What you will do
Rewrite only the lines from the line containing "Locate every goal net" to the line containing "[579,127,600,139]", both included, keeping each request unchanged. Shift every bounding-box coordinate in those lines by adding 53 to it.

Records provided
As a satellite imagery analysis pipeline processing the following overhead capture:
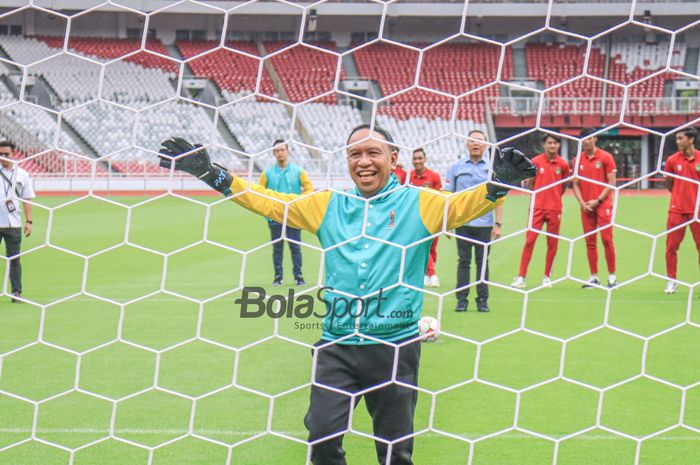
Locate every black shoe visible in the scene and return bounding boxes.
[581,278,600,289]
[476,302,491,313]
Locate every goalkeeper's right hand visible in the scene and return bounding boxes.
[158,137,233,195]
[486,147,537,202]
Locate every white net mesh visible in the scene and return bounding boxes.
[0,1,700,465]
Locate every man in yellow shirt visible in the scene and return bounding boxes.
[259,139,314,286]
[160,129,535,465]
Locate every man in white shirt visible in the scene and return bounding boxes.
[0,141,36,303]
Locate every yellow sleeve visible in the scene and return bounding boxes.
[419,184,505,234]
[231,176,331,234]
[299,170,314,194]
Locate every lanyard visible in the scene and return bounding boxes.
[0,170,15,198]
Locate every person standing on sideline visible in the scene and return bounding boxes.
[408,148,442,287]
[258,139,314,286]
[664,127,700,294]
[445,129,503,312]
[0,141,36,303]
[573,128,617,289]
[511,134,571,289]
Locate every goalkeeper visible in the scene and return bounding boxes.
[160,125,535,465]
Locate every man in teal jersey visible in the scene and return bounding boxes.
[259,139,314,286]
[156,125,535,465]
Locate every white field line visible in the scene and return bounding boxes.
[0,428,700,442]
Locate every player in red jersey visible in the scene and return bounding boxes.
[573,128,617,289]
[511,134,571,289]
[664,127,700,294]
[408,148,442,287]
[391,147,406,184]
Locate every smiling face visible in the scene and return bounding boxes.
[348,129,396,197]
[676,131,695,152]
[581,136,598,153]
[467,131,488,160]
[272,144,289,165]
[413,150,425,173]
[543,137,561,158]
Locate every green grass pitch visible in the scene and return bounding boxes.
[0,190,700,465]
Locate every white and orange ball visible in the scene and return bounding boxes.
[418,316,440,342]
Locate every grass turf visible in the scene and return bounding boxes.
[0,196,700,465]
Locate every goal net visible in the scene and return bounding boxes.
[0,0,700,465]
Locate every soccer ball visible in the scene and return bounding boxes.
[418,316,440,342]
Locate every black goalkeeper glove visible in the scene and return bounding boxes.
[486,147,537,202]
[158,137,233,195]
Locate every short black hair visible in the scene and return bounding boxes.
[345,124,398,152]
[542,134,561,144]
[467,129,489,141]
[412,147,428,159]
[676,126,698,141]
[579,127,600,139]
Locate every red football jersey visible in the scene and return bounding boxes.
[578,148,617,207]
[532,153,571,212]
[664,150,700,214]
[408,168,442,190]
[394,168,406,184]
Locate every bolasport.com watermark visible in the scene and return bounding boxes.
[234,286,414,330]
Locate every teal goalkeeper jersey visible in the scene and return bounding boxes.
[231,174,503,344]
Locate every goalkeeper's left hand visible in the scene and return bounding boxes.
[486,147,537,202]
[158,137,233,195]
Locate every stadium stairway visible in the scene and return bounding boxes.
[255,42,322,166]
[61,118,119,173]
[683,48,700,75]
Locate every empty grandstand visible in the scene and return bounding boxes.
[0,5,700,185]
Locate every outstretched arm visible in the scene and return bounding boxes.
[231,176,331,234]
[159,137,331,234]
[420,148,537,234]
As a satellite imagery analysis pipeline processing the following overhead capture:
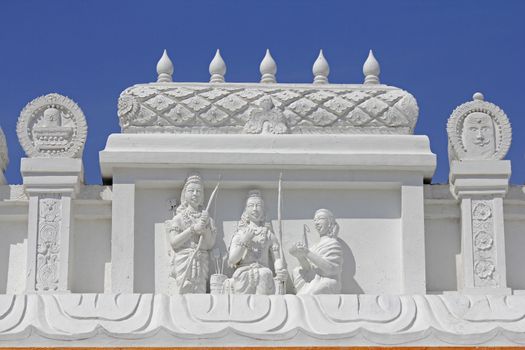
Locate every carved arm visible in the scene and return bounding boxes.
[306,250,338,276]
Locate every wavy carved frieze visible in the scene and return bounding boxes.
[0,294,525,345]
[118,83,419,134]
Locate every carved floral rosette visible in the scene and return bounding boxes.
[472,200,499,287]
[16,93,87,158]
[447,96,512,160]
[118,83,419,134]
[36,195,62,291]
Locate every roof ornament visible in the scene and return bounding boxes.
[209,49,226,83]
[157,50,173,83]
[363,50,381,84]
[259,49,277,83]
[312,49,330,84]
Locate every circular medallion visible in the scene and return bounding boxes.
[447,93,512,160]
[474,260,496,279]
[39,224,58,243]
[474,231,494,250]
[16,93,87,158]
[472,203,492,221]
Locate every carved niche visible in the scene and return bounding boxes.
[447,93,512,160]
[16,93,87,158]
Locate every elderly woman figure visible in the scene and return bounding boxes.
[166,175,217,294]
[289,209,343,294]
[225,190,287,294]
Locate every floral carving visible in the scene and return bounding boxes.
[472,202,492,221]
[472,199,499,287]
[474,260,496,279]
[474,231,494,250]
[118,83,419,134]
[36,197,61,291]
[16,94,87,158]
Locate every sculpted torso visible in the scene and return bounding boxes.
[225,193,287,294]
[166,176,216,294]
[290,209,343,294]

Exercise response
Locate every goal net visible in the scene and return bounding boxes.
[53,53,753,518]
Locate every soccer ball visible in the scene and return bounding boxes.
[471,369,493,395]
Locate every black goalkeeper glove visible in the scene and return bounding boxes.
[539,200,590,255]
[211,190,286,248]
Locate every short black hair visible in the scene and return bounding boxes.
[398,177,451,205]
[595,187,614,197]
[520,182,542,194]
[465,200,481,212]
[729,179,751,194]
[632,180,653,192]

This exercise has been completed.